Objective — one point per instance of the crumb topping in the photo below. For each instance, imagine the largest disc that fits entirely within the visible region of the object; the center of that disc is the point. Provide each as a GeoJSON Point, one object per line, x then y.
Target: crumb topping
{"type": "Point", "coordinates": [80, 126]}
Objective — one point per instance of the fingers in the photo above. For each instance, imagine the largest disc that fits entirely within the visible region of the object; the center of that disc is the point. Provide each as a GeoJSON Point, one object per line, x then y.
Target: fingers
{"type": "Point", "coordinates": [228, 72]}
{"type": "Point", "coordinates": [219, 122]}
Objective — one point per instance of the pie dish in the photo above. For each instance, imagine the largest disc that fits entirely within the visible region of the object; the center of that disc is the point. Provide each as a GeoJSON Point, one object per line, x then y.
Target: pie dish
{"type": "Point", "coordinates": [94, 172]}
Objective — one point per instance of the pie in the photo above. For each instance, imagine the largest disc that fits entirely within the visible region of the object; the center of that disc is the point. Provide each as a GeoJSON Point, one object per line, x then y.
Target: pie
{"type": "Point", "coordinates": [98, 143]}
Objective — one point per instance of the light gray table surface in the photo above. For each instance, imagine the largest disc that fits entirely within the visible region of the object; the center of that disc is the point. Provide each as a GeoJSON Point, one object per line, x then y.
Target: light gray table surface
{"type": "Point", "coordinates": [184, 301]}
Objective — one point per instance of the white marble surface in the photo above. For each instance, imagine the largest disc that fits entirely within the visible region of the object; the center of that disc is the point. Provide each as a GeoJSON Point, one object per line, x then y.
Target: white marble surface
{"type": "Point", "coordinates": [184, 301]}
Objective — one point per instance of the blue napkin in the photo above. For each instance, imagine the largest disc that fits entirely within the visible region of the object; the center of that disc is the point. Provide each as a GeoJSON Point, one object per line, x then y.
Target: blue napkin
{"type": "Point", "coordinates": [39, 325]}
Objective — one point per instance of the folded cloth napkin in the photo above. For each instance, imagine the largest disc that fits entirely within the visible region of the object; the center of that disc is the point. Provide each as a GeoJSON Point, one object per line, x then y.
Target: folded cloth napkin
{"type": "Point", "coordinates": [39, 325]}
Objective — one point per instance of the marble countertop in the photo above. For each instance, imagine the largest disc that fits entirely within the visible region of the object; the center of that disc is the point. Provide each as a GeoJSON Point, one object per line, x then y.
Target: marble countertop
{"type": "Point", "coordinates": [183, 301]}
++++
Please give back all of the records exactly as written.

* [The output]
Objective — one point per instance of the crumb topping in the photo below. For each instance, imagine the largest disc that fits entirely within the visible region of the object; the center of that disc is the point. Provide each as a GeoJSON Point, one object per line, x then y.
Target: crumb topping
{"type": "Point", "coordinates": [80, 126]}
Objective — one point per instance of the fingers in the photo above. For each instance, imagine the largest disc that fits entirely within the visible region of the object; the center of that disc is the point. Provide each as a GeoJSON Point, one object per line, x then y.
Target: fingers
{"type": "Point", "coordinates": [228, 72]}
{"type": "Point", "coordinates": [219, 122]}
Objective — one point per instance of the pie dish in the photo above. For each instance, imagine the largest disc that fits entirely within the visible region of the object; the center of that disc is the point. Provide each as a GeoJSON Point, one object per line, x then y.
Target: pie dish
{"type": "Point", "coordinates": [94, 172]}
Objective — one point per instance of the pie in the photo above. For each instance, imagine the largest disc that fits entirely within the visible region of the object; the center of that disc is the point. Provide each as a GeoJSON Point, one object per line, x then y.
Target: pie
{"type": "Point", "coordinates": [98, 143]}
Objective — one point per instance of the light gray table surface in the photo above. For each instance, imagine the largest disc that fits entirely within the visible region of the object; the center of that disc is the point. Provide each as a GeoJSON Point, one object per line, x then y.
Target: light gray table surface
{"type": "Point", "coordinates": [184, 301]}
Objective — one point per instance of the white marble surface in the photo above. For each instance, imagine the largest disc that fits entirely within the visible region of the object; the center of that disc is the point. Provide each as a GeoJSON Point, one object per line, x then y.
Target: white marble surface
{"type": "Point", "coordinates": [184, 301]}
Objective — one point per instance of the blue napkin in the photo above. For each instance, imagine the largest disc that fits entirely within the visible region of the object; the center of that disc is the point. Provide each as a GeoJSON Point, one object per line, x then y.
Target: blue napkin
{"type": "Point", "coordinates": [39, 325]}
Objective — one point per instance of the folded cloth napkin in the photo above. For each instance, imagine the largest disc that fits entirely within the visible region of the object; the center of that disc is the point. Provide each as a GeoJSON Point, one object per line, x then y.
Target: folded cloth napkin
{"type": "Point", "coordinates": [39, 325]}
Objective — one point per instance of the marble countertop in the photo above. For each instance, imagine the largest disc that fits entirely within the visible region of the object; the center of that disc is the point. Provide each as a GeoJSON Point, one object per line, x then y.
Target: marble countertop
{"type": "Point", "coordinates": [183, 301]}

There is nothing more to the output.